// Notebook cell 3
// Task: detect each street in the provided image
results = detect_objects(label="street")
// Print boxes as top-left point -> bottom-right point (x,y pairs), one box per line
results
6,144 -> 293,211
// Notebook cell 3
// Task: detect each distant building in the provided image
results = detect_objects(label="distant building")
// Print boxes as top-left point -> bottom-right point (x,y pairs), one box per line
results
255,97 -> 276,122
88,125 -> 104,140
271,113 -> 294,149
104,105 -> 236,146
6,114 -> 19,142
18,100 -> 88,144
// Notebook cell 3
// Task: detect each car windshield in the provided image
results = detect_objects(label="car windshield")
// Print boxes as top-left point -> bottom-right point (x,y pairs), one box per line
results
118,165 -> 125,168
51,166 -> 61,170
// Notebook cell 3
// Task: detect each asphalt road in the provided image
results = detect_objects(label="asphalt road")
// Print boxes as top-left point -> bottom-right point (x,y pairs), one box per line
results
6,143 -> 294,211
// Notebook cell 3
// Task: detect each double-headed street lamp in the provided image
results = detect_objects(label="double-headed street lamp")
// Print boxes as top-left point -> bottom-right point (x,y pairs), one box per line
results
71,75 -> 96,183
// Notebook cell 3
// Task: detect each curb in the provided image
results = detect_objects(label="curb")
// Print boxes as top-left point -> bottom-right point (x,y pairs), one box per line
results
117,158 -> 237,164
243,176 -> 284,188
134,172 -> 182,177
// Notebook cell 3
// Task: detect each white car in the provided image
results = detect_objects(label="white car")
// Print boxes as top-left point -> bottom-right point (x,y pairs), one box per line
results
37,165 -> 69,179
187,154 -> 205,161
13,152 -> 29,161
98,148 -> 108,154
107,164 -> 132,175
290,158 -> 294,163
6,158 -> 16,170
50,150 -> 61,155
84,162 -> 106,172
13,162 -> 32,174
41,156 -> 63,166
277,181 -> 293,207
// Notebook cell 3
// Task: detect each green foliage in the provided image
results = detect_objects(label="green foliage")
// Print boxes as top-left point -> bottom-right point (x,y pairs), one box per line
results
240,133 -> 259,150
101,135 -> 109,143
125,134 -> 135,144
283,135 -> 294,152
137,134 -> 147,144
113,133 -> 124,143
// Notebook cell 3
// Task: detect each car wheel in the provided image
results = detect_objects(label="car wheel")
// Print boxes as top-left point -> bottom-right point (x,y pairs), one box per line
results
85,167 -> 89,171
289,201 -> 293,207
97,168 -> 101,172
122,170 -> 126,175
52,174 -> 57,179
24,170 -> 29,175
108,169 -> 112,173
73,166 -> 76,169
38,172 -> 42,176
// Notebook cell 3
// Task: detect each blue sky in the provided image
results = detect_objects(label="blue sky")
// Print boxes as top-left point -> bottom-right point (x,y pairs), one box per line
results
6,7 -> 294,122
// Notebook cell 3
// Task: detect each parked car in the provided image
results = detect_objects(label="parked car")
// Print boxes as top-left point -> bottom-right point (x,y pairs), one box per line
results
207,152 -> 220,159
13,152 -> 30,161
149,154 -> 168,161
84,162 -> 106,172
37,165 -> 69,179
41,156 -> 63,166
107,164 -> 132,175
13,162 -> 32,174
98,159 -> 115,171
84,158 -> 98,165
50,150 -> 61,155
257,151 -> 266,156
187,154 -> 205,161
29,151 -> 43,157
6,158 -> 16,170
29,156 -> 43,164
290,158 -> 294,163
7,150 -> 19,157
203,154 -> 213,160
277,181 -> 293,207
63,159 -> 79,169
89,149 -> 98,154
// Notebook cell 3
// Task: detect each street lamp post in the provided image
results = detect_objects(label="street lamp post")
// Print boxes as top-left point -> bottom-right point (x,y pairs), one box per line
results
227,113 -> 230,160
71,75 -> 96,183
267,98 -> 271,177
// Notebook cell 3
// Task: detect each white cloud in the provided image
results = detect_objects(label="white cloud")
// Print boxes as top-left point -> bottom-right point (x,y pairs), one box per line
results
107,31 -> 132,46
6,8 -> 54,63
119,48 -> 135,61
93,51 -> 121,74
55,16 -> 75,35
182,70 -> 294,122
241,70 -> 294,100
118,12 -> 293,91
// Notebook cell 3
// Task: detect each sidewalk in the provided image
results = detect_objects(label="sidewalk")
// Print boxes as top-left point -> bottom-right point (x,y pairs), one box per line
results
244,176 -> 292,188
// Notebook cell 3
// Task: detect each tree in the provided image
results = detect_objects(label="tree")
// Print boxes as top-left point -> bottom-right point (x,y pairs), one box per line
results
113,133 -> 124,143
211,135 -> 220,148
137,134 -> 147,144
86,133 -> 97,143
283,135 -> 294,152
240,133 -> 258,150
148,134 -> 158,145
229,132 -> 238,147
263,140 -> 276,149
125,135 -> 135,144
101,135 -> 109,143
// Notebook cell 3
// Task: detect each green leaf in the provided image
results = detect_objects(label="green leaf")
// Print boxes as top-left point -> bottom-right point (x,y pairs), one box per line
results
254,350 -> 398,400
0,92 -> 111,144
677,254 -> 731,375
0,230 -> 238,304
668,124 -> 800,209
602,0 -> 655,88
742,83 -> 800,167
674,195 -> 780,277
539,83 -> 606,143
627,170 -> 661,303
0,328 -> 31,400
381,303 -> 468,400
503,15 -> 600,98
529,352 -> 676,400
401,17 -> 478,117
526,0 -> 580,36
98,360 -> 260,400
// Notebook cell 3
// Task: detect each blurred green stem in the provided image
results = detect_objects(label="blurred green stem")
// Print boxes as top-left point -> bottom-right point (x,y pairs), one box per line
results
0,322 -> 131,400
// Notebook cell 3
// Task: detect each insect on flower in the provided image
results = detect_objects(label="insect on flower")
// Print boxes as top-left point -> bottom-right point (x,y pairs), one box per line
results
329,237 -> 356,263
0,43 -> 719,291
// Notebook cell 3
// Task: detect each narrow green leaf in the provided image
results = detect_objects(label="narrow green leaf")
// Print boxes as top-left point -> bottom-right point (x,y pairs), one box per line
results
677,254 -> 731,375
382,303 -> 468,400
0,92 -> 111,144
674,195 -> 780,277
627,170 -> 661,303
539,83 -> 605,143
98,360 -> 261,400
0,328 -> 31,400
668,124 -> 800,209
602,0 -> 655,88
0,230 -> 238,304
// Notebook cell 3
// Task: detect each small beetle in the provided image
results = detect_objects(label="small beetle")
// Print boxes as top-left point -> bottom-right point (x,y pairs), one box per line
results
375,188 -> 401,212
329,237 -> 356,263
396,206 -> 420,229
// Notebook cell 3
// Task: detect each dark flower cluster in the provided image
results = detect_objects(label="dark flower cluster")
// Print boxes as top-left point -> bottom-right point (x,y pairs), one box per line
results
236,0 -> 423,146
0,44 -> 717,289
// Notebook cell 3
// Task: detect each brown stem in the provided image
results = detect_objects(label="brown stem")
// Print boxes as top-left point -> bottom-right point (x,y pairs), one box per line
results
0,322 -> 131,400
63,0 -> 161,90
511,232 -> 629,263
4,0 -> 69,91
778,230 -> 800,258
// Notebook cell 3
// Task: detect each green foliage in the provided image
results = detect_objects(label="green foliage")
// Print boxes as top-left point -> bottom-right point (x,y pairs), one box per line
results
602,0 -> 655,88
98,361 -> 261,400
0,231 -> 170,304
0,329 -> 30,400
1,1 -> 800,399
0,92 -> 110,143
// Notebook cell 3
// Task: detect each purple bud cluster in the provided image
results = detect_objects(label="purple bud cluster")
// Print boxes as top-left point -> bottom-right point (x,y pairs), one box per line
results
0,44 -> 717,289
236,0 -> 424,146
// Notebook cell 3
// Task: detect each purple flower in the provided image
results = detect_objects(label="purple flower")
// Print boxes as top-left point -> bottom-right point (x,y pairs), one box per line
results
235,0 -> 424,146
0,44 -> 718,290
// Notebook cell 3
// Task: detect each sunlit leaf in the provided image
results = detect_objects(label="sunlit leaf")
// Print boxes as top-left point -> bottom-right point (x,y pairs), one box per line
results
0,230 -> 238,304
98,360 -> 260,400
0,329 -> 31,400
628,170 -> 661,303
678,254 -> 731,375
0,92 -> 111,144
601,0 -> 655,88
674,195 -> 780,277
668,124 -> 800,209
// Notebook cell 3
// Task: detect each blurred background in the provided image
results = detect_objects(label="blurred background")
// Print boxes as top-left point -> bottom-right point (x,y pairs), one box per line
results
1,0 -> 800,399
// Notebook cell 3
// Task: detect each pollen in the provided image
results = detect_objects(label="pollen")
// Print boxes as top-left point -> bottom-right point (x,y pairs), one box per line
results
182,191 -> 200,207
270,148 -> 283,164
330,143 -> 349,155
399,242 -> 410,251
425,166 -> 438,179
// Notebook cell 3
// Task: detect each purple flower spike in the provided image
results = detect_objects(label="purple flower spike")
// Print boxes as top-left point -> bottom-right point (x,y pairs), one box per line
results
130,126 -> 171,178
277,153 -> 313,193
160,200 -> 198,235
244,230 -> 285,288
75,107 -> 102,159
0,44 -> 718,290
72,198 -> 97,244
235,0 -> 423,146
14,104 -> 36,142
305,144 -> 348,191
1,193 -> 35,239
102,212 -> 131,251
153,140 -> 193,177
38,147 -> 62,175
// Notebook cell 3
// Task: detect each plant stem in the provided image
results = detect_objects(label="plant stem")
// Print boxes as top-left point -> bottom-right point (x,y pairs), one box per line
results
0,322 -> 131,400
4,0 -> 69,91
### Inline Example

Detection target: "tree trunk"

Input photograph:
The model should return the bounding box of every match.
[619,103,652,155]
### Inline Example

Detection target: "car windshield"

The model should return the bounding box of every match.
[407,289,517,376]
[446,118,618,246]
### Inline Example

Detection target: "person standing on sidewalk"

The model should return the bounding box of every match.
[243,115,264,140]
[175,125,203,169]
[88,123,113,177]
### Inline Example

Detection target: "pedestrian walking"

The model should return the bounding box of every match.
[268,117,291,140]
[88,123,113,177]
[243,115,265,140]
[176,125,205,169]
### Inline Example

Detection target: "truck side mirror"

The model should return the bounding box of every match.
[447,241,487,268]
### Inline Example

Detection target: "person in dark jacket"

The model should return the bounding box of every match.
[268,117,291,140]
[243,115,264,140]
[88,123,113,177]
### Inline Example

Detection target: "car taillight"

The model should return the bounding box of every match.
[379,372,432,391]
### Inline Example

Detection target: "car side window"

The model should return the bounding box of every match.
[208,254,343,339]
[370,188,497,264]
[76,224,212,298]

──────────────────────────────

• **EXERCISE GOAL**: For each line in the data above that contains the string "post", extract the line.

• **WRITTEN ANSWER**:
// Task: detect each street lamp post in the provided image
results = detect_objects(label="street lamp post")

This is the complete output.